[Records from a data collection]
╔══

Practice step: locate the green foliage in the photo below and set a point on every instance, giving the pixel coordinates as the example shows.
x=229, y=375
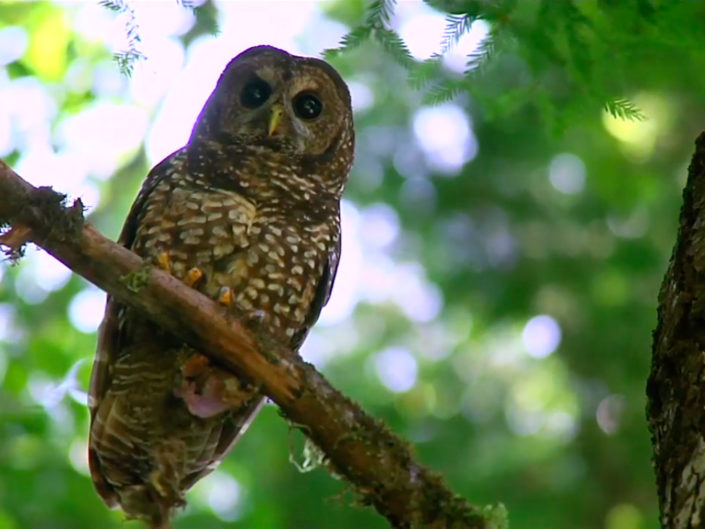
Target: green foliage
x=567, y=207
x=624, y=109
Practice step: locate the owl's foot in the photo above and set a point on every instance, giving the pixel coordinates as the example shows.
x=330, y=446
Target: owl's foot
x=193, y=277
x=208, y=390
x=225, y=296
x=164, y=261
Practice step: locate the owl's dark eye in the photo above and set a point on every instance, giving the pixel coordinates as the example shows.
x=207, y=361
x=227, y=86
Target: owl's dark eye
x=307, y=106
x=255, y=93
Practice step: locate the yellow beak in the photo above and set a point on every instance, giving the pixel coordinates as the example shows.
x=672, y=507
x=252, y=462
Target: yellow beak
x=275, y=119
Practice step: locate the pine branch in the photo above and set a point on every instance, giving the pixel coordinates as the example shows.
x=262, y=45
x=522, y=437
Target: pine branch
x=126, y=59
x=456, y=27
x=623, y=108
x=358, y=447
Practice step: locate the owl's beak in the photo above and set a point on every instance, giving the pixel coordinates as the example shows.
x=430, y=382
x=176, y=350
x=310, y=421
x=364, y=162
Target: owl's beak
x=275, y=119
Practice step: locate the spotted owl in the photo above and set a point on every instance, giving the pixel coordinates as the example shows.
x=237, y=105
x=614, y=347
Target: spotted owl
x=248, y=213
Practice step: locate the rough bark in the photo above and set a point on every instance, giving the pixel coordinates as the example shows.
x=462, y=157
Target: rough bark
x=676, y=387
x=379, y=464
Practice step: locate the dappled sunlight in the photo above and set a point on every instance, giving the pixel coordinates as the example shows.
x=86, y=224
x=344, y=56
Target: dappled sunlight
x=86, y=309
x=541, y=336
x=494, y=305
x=444, y=134
x=396, y=368
x=222, y=494
x=609, y=413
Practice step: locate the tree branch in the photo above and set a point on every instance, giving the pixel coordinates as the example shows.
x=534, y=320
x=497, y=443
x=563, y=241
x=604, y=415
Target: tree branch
x=379, y=464
x=676, y=387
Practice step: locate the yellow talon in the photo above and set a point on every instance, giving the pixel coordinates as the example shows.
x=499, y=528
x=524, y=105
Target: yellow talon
x=193, y=276
x=164, y=261
x=225, y=296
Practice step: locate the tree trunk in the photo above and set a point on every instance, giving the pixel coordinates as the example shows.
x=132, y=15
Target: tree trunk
x=676, y=387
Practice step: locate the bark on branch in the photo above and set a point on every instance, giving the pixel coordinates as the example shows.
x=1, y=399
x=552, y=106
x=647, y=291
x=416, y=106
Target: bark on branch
x=379, y=464
x=676, y=387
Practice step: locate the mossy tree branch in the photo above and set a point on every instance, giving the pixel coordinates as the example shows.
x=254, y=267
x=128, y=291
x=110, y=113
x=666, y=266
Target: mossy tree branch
x=676, y=388
x=379, y=464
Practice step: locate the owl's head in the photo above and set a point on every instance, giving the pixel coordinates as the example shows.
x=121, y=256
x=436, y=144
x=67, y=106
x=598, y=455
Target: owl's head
x=271, y=99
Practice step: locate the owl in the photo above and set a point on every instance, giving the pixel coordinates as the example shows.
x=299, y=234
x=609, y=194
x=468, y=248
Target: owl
x=248, y=213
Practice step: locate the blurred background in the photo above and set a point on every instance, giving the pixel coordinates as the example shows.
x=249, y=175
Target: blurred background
x=503, y=248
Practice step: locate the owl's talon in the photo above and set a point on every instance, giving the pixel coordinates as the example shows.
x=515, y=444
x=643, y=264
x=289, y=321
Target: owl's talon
x=193, y=276
x=164, y=261
x=225, y=296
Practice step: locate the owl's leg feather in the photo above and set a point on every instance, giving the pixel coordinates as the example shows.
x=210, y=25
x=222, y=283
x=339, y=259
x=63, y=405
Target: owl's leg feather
x=225, y=296
x=164, y=261
x=193, y=277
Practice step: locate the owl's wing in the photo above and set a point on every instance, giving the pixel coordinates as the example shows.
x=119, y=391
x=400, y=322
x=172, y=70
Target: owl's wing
x=323, y=292
x=109, y=332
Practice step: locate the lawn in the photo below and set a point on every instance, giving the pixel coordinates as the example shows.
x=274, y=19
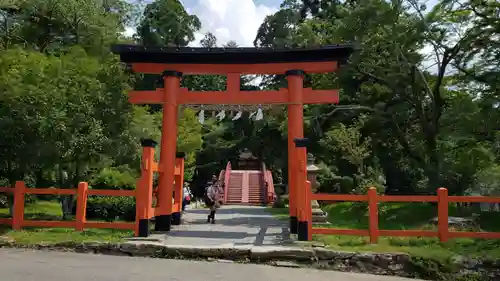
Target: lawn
x=46, y=210
x=403, y=216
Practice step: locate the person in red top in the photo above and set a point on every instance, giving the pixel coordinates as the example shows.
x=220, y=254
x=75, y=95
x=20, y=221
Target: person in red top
x=212, y=198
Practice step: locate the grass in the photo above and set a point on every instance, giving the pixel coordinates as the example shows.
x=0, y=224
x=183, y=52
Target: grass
x=400, y=216
x=46, y=210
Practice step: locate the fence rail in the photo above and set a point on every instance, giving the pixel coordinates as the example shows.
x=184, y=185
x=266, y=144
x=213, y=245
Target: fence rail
x=373, y=231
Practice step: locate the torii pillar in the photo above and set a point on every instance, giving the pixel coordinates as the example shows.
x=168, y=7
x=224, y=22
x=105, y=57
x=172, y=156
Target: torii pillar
x=171, y=80
x=295, y=80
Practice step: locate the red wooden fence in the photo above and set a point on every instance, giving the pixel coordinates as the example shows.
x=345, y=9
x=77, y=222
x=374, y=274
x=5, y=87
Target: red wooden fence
x=143, y=195
x=373, y=231
x=80, y=223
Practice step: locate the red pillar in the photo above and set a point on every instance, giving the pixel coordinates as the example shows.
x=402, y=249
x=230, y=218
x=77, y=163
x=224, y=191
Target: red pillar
x=303, y=208
x=144, y=188
x=171, y=80
x=295, y=130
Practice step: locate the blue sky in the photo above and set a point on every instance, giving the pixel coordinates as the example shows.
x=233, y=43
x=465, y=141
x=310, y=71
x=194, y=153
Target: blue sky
x=236, y=20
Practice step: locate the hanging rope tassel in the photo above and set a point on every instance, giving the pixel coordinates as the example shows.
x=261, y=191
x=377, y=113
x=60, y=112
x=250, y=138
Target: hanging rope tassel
x=201, y=116
x=259, y=114
x=238, y=115
x=221, y=115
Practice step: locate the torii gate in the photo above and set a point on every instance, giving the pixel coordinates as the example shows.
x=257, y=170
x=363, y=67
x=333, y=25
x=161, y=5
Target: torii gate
x=172, y=63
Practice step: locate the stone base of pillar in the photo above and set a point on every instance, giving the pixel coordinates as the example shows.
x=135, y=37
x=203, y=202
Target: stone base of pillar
x=163, y=222
x=318, y=216
x=302, y=231
x=176, y=218
x=293, y=225
x=143, y=228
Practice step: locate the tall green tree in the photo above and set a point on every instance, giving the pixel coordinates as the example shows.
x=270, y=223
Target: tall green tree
x=166, y=22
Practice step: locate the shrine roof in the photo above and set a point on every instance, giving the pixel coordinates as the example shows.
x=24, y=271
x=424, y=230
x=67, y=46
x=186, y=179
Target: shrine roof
x=192, y=55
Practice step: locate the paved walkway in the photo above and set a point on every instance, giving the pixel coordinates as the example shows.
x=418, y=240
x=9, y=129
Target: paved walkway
x=235, y=226
x=22, y=265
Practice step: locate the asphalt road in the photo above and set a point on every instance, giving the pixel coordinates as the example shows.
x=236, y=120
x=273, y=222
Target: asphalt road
x=26, y=265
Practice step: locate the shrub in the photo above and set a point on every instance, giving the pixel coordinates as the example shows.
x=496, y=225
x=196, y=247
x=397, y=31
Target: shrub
x=111, y=208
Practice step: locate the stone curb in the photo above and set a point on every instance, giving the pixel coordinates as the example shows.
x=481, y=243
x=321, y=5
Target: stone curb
x=395, y=264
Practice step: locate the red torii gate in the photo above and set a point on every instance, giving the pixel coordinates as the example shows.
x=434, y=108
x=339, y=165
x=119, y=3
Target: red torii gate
x=172, y=63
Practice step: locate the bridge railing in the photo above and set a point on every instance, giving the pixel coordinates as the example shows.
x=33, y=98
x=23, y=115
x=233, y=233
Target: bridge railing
x=374, y=232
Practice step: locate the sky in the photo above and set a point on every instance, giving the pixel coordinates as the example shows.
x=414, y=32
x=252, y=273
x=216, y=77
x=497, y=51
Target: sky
x=236, y=20
x=239, y=20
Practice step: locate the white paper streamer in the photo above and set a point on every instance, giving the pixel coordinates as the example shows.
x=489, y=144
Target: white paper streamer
x=259, y=114
x=221, y=115
x=237, y=116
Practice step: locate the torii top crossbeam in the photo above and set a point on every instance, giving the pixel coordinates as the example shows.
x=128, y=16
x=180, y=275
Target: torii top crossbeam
x=233, y=62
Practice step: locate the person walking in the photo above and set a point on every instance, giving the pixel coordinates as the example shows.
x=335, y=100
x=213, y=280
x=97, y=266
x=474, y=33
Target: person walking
x=213, y=198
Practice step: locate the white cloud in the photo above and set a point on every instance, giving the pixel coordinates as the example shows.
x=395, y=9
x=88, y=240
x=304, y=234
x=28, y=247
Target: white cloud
x=129, y=31
x=236, y=20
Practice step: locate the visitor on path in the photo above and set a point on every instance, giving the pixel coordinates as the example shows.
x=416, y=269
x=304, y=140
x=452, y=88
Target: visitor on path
x=212, y=198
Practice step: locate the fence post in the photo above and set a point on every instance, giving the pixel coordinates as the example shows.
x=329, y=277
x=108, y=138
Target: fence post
x=18, y=215
x=373, y=214
x=81, y=205
x=178, y=189
x=308, y=209
x=443, y=214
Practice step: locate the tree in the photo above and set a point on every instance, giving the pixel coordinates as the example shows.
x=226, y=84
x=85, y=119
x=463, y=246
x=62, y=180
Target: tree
x=209, y=41
x=166, y=22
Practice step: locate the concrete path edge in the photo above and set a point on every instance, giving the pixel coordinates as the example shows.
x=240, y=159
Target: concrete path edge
x=394, y=264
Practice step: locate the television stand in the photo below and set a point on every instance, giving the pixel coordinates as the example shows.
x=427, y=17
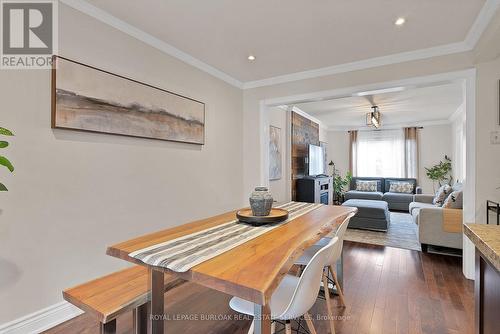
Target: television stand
x=315, y=189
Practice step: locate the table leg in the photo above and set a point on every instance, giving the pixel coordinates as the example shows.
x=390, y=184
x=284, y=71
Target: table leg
x=262, y=319
x=156, y=282
x=340, y=269
x=141, y=319
x=109, y=327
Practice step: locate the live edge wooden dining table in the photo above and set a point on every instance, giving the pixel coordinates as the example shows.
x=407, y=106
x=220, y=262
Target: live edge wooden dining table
x=251, y=271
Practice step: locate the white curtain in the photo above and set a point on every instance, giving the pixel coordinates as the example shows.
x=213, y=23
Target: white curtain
x=381, y=153
x=411, y=152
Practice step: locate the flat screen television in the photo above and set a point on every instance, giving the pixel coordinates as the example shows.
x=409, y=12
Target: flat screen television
x=316, y=160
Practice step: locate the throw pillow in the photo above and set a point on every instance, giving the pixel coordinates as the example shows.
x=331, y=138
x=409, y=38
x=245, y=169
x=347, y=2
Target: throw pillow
x=454, y=200
x=362, y=185
x=441, y=195
x=401, y=187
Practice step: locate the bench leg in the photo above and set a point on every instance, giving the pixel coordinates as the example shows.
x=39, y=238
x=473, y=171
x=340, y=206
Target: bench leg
x=141, y=319
x=157, y=283
x=109, y=327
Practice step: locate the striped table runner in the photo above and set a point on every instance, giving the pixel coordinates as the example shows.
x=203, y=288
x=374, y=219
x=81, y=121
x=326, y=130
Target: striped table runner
x=183, y=253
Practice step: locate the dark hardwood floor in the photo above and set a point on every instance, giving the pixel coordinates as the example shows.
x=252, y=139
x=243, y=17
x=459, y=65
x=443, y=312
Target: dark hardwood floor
x=388, y=290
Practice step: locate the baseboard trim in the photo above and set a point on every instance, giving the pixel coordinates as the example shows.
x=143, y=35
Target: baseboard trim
x=41, y=320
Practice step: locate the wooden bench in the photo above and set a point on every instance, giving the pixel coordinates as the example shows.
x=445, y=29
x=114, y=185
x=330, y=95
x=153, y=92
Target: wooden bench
x=115, y=294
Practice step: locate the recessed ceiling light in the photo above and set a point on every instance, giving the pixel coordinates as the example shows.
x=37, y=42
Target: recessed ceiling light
x=400, y=21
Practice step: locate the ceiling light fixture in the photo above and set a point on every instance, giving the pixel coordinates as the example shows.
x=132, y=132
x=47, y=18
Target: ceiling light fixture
x=400, y=21
x=374, y=118
x=380, y=91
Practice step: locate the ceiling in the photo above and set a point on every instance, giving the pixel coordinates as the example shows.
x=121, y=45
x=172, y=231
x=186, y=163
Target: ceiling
x=289, y=36
x=413, y=106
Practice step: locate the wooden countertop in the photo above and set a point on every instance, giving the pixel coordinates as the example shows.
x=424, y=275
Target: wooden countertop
x=486, y=238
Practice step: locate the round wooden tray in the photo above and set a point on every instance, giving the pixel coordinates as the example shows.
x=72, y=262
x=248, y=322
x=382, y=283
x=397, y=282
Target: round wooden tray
x=275, y=216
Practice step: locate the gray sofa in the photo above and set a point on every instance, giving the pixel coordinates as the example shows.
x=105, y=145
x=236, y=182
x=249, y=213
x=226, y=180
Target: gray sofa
x=396, y=201
x=437, y=226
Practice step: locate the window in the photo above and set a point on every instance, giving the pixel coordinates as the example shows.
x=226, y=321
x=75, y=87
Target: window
x=381, y=153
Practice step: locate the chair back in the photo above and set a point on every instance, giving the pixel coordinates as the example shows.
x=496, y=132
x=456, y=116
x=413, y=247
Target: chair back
x=306, y=292
x=340, y=234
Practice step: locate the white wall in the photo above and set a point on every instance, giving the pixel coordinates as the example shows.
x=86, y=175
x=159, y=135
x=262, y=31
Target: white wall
x=487, y=154
x=278, y=188
x=74, y=193
x=338, y=150
x=435, y=143
x=458, y=144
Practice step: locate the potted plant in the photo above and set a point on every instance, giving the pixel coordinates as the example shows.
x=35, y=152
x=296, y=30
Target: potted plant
x=440, y=173
x=3, y=160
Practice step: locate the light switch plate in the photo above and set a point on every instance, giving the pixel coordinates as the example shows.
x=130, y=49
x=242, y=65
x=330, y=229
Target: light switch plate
x=495, y=137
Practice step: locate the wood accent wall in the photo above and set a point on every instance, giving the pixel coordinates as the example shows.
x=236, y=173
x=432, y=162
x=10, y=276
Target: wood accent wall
x=304, y=132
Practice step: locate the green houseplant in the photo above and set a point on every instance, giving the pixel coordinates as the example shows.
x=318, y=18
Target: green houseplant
x=440, y=173
x=3, y=160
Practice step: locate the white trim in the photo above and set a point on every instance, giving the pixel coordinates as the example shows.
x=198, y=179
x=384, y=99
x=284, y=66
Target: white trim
x=105, y=17
x=457, y=113
x=468, y=259
x=481, y=23
x=478, y=27
x=41, y=320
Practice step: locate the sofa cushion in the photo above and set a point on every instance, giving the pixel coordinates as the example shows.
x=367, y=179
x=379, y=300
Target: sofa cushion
x=354, y=194
x=366, y=185
x=398, y=197
x=380, y=182
x=401, y=187
x=419, y=205
x=454, y=200
x=441, y=195
x=388, y=182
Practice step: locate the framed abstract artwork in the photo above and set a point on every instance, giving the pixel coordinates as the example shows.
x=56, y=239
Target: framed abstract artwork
x=275, y=153
x=89, y=99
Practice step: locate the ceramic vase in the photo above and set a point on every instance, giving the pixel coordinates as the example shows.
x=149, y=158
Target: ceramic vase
x=261, y=201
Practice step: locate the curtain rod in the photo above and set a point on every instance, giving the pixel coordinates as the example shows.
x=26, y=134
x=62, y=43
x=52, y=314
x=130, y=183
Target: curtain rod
x=416, y=127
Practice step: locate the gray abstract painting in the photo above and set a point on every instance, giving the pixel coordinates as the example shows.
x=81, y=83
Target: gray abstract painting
x=89, y=99
x=274, y=153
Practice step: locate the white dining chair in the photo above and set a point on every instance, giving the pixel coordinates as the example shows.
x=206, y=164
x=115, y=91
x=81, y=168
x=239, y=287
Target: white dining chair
x=310, y=252
x=294, y=296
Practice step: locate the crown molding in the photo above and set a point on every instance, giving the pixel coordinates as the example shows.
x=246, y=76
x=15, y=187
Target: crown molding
x=41, y=320
x=479, y=26
x=485, y=16
x=105, y=17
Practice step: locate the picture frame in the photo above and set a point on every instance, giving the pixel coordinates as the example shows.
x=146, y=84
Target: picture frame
x=86, y=98
x=275, y=153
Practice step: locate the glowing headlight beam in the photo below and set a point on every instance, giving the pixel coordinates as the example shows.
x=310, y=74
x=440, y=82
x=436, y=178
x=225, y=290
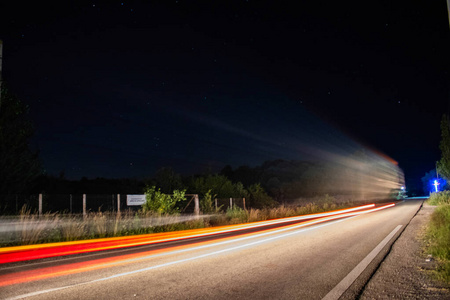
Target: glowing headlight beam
x=32, y=252
x=51, y=272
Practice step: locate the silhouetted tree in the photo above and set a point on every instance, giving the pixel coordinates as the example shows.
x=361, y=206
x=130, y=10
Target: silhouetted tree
x=444, y=164
x=19, y=165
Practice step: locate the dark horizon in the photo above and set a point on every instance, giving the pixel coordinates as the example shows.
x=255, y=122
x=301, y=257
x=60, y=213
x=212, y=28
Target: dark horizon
x=121, y=89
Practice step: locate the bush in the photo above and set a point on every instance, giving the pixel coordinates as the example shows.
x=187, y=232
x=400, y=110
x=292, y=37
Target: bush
x=438, y=233
x=236, y=215
x=162, y=203
x=259, y=198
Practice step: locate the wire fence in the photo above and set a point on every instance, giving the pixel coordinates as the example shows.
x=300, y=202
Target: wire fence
x=85, y=203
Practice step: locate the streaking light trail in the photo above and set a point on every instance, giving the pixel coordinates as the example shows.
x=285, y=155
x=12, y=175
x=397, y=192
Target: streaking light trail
x=73, y=268
x=30, y=252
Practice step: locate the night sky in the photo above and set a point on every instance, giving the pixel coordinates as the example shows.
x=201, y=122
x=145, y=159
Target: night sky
x=121, y=88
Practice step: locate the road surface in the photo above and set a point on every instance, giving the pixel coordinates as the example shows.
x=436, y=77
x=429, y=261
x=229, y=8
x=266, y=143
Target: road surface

╚══

> **Set exercise**
Rewrite the records section that opens with the line containing "Practice step: locate the shrine" and closes with the line containing "x=22, y=265", changing "shrine roof" to "temple roof" and leaving everything else untouched. Give only those lines.

> **Output for this exercise**
Practice step: locate the temple roof in the photo above and set a point on every instance, giving the pixel coordinates as the example shows.
x=24, y=271
x=424, y=230
x=67, y=46
x=186, y=179
Target: temple roof
x=192, y=55
Practice step: locate the paved walkway in the photo above and set a point on every instance, giving the pixel coordinates as the example shows.
x=418, y=240
x=9, y=129
Target: paved walkway
x=235, y=226
x=22, y=265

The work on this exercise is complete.